WHAT NEEDS TO BE DONE: Please copy out the listing from the line with "Running a dermatology lesion detector. Mark the white door" up to and including the line with "[38,296,598,427]", character for character, and give only those lines.

################

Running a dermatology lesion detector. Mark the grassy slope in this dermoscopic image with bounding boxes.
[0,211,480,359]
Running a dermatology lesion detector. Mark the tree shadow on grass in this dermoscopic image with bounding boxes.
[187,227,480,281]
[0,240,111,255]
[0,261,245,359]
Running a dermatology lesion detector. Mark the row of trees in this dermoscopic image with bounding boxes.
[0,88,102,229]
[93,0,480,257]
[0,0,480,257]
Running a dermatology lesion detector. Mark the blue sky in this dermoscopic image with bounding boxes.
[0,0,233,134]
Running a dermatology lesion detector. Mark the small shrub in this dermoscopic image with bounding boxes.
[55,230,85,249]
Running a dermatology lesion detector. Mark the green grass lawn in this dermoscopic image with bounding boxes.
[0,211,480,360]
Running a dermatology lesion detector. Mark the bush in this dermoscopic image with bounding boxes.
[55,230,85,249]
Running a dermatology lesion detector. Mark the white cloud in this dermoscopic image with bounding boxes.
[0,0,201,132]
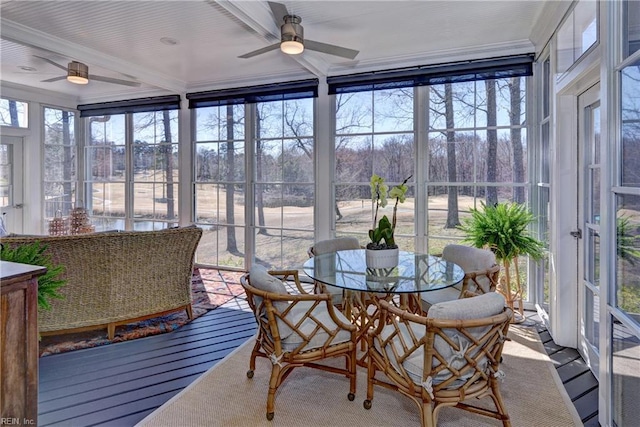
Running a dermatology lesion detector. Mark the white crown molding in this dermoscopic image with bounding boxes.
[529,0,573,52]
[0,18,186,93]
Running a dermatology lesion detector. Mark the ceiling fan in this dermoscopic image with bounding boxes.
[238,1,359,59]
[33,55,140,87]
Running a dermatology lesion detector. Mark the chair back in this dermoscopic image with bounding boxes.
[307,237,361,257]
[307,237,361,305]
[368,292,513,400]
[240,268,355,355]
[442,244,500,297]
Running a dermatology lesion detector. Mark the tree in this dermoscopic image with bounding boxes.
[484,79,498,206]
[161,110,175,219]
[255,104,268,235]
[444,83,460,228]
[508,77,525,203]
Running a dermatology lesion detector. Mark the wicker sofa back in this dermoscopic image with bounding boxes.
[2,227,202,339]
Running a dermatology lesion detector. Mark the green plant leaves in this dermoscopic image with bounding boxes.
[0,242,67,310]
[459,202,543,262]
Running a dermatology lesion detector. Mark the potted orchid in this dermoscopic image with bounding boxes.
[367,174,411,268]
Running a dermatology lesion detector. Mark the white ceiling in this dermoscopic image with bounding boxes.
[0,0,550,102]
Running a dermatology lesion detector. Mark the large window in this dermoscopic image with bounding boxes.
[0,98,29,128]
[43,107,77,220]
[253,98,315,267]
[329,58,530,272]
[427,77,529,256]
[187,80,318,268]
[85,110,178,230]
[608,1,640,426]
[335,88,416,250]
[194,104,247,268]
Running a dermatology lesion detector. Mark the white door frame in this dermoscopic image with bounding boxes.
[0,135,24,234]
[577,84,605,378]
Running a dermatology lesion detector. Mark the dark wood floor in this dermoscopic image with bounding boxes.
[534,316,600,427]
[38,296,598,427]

################

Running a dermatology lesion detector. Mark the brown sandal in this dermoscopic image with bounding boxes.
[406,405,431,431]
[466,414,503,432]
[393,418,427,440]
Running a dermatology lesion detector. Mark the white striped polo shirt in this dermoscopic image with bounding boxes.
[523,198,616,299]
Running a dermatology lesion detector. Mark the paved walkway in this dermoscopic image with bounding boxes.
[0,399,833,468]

################

SOLUTION FOR THIS EXERCISE:
Running a dermatology lesion detector. Mark the white door frame in this dermoscopic image with bounding boxes.
[0,135,24,234]
[577,84,605,378]
Running a dermatology lesion detector. Mark the dark wood floor in this dermoscopic image with bounding boxes.
[534,316,600,427]
[38,296,598,427]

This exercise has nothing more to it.